▶ **Objective**: Exact repetition is required: output every record in full.
[start]
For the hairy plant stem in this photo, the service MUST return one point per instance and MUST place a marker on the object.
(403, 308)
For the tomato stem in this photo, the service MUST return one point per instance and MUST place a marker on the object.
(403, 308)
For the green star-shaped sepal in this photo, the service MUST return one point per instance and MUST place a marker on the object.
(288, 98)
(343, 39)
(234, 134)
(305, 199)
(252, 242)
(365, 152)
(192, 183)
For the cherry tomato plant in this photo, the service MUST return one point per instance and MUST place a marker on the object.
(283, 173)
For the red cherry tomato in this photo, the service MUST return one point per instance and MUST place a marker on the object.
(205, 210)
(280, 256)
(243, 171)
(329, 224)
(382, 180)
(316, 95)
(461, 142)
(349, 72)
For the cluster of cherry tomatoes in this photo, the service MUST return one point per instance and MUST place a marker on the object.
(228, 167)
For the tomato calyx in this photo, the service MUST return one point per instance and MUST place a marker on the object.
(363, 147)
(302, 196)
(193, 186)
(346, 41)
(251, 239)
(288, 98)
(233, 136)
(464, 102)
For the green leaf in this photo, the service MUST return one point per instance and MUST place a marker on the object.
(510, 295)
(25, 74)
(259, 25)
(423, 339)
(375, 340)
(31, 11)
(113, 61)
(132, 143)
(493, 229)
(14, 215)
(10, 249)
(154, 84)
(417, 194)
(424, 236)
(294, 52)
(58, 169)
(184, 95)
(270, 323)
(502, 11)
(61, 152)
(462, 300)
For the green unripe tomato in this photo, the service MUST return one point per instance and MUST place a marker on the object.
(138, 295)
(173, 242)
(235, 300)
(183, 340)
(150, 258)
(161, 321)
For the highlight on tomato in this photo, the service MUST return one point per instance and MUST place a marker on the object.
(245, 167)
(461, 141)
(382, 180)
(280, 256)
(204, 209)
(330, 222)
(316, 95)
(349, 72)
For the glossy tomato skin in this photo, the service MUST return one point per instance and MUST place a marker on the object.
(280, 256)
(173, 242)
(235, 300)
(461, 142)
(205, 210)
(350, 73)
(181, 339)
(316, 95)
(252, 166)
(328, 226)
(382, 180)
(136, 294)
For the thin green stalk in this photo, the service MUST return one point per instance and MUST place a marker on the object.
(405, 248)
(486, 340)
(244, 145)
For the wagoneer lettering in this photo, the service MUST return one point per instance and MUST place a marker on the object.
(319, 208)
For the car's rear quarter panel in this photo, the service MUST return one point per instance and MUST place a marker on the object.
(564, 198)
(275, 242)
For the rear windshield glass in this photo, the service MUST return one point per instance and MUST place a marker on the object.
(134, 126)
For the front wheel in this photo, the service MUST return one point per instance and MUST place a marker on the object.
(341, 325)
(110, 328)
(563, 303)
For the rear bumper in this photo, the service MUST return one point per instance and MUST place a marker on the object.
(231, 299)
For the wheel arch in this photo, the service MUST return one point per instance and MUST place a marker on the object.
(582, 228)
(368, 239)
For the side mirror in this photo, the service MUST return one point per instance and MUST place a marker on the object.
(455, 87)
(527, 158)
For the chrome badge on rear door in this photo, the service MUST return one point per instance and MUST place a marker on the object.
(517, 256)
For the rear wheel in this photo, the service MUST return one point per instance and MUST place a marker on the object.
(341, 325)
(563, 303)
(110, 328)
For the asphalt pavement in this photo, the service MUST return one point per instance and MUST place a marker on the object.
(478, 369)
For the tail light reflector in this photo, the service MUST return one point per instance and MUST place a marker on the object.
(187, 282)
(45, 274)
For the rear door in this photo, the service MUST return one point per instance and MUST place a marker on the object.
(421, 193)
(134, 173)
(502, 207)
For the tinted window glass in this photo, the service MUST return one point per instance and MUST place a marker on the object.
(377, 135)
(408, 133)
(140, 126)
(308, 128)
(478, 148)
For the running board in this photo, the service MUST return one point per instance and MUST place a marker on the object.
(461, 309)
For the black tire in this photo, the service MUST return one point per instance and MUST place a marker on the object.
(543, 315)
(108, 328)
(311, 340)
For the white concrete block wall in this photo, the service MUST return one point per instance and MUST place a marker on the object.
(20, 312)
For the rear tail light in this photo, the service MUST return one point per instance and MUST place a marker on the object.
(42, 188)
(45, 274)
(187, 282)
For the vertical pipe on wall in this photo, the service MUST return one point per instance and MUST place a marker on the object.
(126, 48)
[end]
▶ **Solution**:
For the hairy plant stem in this photo, the service MUST return one point per instance and MUST place a marker on the object.
(403, 308)
For the tomato stem in this photo, the service MUST return one point per instance and MUST place a marker on the object.
(403, 308)
For the green star-shaped sepal in this photo, the service MUST return one point per instance and MUST place a marker on the object.
(288, 98)
(343, 39)
(234, 134)
(305, 199)
(252, 242)
(365, 152)
(192, 183)
For the cherry tomato plant in this photo, the service MUST return one point per instance and MUST place a marker on the object.
(283, 173)
For the red cherry tomato in this photo, the service MUST return one point per instance and MUST place a marker on the object.
(205, 210)
(280, 256)
(243, 171)
(329, 224)
(382, 180)
(316, 95)
(461, 142)
(349, 72)
For the cluster of cherry tomatoes in this photo, the service MUST return one point per instance and MUST place a marker on the object.
(228, 167)
For the tomato calyx in this photo, the service MUST return one point per instance and MUST place a marker on the object.
(363, 147)
(302, 196)
(193, 186)
(346, 41)
(251, 239)
(288, 98)
(233, 136)
(464, 102)
For the green leaf in this photo, the service MUST return one point per instance and MUST place a marker on the object.
(510, 295)
(25, 74)
(259, 25)
(423, 339)
(375, 340)
(31, 11)
(113, 61)
(132, 143)
(493, 229)
(14, 215)
(10, 249)
(154, 84)
(417, 194)
(424, 236)
(294, 52)
(58, 169)
(184, 95)
(270, 323)
(502, 11)
(61, 152)
(462, 300)
For the green unripe tomato in this photo, the service MUST return one point per instance and MUST place a marker on the object.
(138, 295)
(173, 242)
(235, 300)
(183, 340)
(150, 258)
(161, 321)
For the highlight on tomato in this photo, the service MUST return one point per instance and MUST place a marker on the object.
(245, 167)
(461, 141)
(382, 180)
(280, 256)
(204, 209)
(330, 222)
(316, 95)
(349, 72)
For the glossy tomato skin in this photo, the service MUST return one point per instance and MUST place a marker on the object.
(280, 256)
(173, 242)
(235, 300)
(461, 142)
(205, 210)
(350, 73)
(181, 339)
(316, 95)
(252, 166)
(328, 226)
(382, 180)
(136, 294)
For the thin green stalk in this photo, the service MUST return one point per instance and MUST place a marker on the object.
(405, 248)
(486, 340)
(244, 145)
For the wagoneer lettering in this photo, the service MUST return one point per instance and MUST place a marker on the object.
(319, 208)
For the car's rear quarter panel in this photo, the service MUST return one point per instance and MUST place a marker on the object.
(564, 198)
(275, 242)
For the rear windshield glass in this photo, the service MUST return one point per instance and MUST place a marker on the object.
(134, 126)
For the front wheel in this photo, the service MUST return one point per instance and MUST place a marker on the object.
(341, 325)
(110, 328)
(563, 303)
For the rear bumper in this photo, the service MUST return one point per instance and MUST place a marker on the object.
(231, 299)
For the wheel arch in this photo, the service MUST return one point per instance and MUST place a marker on the object.
(582, 228)
(368, 239)
For the side mirror in this photo, the service MUST return one point per instance and MUST place a marker on the object.
(455, 87)
(527, 158)
For the chrome badge on rear door in this photo, the service MUST return one point per instance and MUST place a marker on the object.
(517, 256)
For the rear wheel in this photo, the service MUST return one point per instance and MUST place a marker on the object.
(341, 325)
(563, 303)
(110, 328)
For the asphalt pavement in this photo, the service MUST return one point per instance and MUST place a marker on the object.
(478, 369)
For the tail light reflector in this photo, the service MUST return one point per instance and MUST place a marker on the object.
(187, 282)
(45, 274)
For the rear door in this photo, the service MUST return one point per instance and MUST place a marker on the object.
(421, 193)
(134, 173)
(502, 207)
For the tinted window glass in this photo, the service MUST return one point per instance and MUST place a marker on the object.
(377, 135)
(408, 133)
(140, 126)
(308, 128)
(478, 148)
For the running board in this photo, the service MUST return one point per instance and MUST place a marker on the object.
(461, 309)
For the black tire in this photo, the service MUST return one point per instance and MUST place a marker on the object.
(543, 315)
(108, 328)
(311, 340)
For the white concrete block wall in this photo, the service MUST return one point per instance and MUST place a marker on the object.
(20, 312)
For the rear tail light in this photo, the service MUST return one point per instance and MUST place a marker on the object.
(42, 188)
(45, 274)
(187, 282)
For the vertical pipe on wall in this photo, the service MUST return one point per instance and MUST place a marker on the object.
(126, 48)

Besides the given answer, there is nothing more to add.